=== Description of the task ===
Reproduce the material below from the line containing "For the benchmark, annotate every instance of the dark" through the end, swapping "marker" for "dot" and leaving everything else unchanged.

=== Dataset records ===

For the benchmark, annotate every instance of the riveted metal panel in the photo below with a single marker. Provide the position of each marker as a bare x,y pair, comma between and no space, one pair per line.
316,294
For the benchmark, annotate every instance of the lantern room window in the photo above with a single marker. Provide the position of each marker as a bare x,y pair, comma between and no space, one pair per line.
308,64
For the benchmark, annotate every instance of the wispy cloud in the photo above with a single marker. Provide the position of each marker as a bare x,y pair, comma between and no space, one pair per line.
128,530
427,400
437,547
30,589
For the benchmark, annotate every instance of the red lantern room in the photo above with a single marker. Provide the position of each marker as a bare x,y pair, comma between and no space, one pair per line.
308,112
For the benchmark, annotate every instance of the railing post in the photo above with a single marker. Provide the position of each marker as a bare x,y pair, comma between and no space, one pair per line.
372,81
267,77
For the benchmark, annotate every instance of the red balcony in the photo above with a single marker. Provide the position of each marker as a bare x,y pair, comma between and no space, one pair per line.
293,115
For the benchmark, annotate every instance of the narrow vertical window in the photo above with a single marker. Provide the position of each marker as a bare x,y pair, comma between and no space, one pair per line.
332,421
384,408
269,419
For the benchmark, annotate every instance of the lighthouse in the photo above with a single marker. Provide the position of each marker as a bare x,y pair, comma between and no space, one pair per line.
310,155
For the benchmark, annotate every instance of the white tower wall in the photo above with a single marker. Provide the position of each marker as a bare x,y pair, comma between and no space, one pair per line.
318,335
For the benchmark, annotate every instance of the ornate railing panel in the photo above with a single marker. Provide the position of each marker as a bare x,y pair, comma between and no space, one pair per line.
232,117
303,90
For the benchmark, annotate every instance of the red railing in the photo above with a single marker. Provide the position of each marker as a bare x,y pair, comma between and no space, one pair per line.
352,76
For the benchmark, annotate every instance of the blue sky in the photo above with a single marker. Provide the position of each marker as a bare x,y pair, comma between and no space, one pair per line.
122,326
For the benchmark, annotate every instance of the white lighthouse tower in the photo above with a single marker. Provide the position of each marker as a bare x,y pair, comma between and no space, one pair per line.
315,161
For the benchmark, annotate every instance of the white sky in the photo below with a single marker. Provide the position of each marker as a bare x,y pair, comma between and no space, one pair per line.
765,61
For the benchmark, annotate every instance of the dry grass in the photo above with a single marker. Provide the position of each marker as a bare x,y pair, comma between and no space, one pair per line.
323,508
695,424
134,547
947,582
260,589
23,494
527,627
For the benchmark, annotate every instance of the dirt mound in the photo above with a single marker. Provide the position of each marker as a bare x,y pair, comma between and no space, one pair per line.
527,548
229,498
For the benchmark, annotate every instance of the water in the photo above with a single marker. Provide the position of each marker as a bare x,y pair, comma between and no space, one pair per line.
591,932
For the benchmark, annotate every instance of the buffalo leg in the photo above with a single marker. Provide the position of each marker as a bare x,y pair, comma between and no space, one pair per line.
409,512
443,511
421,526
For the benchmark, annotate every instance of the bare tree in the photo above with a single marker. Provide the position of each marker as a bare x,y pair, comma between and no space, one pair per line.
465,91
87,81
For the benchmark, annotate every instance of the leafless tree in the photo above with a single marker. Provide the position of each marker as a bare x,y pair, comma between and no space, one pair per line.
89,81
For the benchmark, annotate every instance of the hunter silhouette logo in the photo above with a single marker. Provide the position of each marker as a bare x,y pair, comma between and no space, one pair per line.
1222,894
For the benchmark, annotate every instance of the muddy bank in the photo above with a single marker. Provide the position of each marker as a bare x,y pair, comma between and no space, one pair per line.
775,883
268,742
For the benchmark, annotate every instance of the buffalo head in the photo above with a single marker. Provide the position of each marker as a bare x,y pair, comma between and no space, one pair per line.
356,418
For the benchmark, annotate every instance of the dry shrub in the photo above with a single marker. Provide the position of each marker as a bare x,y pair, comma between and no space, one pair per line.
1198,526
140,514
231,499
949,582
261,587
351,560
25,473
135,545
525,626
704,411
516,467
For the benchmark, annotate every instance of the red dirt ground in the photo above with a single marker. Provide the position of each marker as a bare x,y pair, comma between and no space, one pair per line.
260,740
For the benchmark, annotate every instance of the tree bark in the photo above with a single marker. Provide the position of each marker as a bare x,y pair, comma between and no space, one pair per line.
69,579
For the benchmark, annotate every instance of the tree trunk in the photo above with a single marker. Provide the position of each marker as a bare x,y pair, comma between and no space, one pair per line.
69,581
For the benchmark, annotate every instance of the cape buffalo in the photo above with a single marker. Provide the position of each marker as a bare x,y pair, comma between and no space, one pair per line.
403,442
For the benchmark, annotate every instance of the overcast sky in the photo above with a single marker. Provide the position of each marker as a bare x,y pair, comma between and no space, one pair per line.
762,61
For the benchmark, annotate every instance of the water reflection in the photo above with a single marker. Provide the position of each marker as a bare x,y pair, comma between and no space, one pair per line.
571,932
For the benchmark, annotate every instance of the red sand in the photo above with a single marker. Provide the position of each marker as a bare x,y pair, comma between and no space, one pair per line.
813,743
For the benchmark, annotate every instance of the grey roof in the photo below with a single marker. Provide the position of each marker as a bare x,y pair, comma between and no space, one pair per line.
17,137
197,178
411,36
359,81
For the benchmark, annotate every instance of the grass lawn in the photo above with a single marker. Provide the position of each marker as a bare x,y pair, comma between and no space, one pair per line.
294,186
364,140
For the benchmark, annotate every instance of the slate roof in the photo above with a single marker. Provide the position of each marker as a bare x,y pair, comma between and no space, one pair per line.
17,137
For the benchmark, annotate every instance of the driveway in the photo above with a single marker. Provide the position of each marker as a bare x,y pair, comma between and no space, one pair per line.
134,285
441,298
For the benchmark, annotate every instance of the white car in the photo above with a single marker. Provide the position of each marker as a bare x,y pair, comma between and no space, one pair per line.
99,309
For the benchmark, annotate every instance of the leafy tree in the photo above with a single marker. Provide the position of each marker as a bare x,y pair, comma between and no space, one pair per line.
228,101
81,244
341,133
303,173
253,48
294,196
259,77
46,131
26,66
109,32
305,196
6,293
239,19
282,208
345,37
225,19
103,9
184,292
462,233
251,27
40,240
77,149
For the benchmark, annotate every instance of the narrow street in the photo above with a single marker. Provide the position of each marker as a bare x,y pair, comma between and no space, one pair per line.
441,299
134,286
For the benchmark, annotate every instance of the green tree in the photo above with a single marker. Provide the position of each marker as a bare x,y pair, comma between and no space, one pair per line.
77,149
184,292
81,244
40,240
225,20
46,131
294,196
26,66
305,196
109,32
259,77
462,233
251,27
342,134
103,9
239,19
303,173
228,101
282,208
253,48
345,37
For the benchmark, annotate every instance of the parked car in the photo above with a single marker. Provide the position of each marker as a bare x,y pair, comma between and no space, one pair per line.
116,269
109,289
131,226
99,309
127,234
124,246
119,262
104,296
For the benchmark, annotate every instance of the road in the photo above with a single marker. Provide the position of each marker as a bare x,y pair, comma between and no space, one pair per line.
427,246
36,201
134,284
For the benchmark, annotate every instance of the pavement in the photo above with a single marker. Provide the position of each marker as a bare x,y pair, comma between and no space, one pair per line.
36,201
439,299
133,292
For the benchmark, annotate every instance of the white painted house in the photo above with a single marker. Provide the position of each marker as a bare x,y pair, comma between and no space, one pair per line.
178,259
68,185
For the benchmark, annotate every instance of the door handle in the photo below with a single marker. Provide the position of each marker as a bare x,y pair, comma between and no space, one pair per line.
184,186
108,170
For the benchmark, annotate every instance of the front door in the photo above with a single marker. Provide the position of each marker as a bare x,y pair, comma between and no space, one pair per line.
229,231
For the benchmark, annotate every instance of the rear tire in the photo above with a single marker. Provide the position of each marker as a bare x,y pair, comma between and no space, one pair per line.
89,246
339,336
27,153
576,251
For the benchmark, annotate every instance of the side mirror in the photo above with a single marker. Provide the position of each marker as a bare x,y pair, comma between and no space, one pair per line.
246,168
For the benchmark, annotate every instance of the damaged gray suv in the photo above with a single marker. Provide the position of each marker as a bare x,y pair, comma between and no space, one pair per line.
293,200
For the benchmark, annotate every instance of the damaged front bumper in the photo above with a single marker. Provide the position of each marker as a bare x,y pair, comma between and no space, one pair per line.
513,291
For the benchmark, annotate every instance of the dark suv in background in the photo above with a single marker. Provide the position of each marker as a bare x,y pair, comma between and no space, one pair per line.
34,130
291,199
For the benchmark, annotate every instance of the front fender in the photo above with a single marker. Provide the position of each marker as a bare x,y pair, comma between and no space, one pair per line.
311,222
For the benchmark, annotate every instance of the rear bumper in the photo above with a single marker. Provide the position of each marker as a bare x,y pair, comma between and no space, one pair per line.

=== Answer for this exercise ===
For the benchmark, annotate every instance of the dark suv in background in the photo above with a single dot. Provide the position of each dot as a bare x,y pair, comma between and no space, one pair per line.
34,130
291,199
For the benchmark, annotate every instance of the front fender in the photo above with a single dot. Provide the position of each dot as a bare x,y pair, comma between and no space, one pair per line.
311,222
For the benchmark, annotate every instance of the rear bumper in the photo above with a single dot. Provide the position of each dot as a bare x,y pair, comma between and no space, one pair per line.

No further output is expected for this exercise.